Extract provided
--------------------------------

Background and objectives Different injection techniques for the quadratus lumborum (QL) block have been described. Data in human cadavers suggest that the transverse oblique paramedian (TOP) QL3 may reach the thoracic paravertebral space more consistently than the QL1 and QL2. However, the distribution of injectate in cadavers may differ from that in patients. Hence, we assessed the distribution of the injectate after the QL1, QL2, and TOP QL3 techniques in patients.

Materials and methods Thirty-four patients scheduled for abdominal surgery received QL blocks postoperatively; 26 patients received bilateral and 8 patients received unilateral blocks. Block injections were randomly allocated to QL1, QL2, or TOP QL3 techniques (20 blocks per each technique). The injections consisted of 18 mL of ropivacaine 0.375% with 2 mL of radiopaque contrast, injected lateral or posterior to the QL muscle for the QL1 and QL2 techniques, respectively. For the TOP QL3, the injection was into the plane between the QL and psoas muscles, proximal to the L2 transverse process. Two reviewers, blinded to the allocation, reviewed three-dimensional computed tomography (3D-CT) images to assess the distribution of injectate.

--------------------------------

Entries provided
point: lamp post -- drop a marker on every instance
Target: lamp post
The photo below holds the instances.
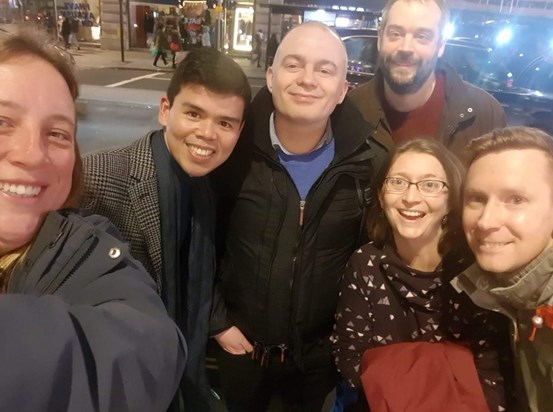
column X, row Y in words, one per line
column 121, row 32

--------------------------------

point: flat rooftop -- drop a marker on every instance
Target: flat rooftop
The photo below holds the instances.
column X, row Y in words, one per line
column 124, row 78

--------------------------------

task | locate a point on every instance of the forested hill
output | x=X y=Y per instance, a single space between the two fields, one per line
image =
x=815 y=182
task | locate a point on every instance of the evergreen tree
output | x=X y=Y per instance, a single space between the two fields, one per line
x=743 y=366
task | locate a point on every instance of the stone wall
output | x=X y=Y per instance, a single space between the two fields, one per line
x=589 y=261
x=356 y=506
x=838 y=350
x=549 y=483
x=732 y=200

--------------------------------

What the exercise asks
Continue the abstract above on injectate spread after quadratus lumborum blocks, starting right after its final sentence.

Output of the task
Results and discussion The QL1 block spread in the transversus abdominis plane (TAP), QL2 in the TAP, and posterior aspect of the QL muscle, whereas TOP QL3 spread consistently in the anterior aspect of the QL muscle with occasional spread to the lumbar and thoracic paravertebral areas.

Conclusions The spread of injectate after QL1, QL2, and QL3 blocks, resulted in different distribution patterns, primarily in the area of injection. The TOP QL3 did not result in consistent interfascial spread toward the thoracic paravertebral space.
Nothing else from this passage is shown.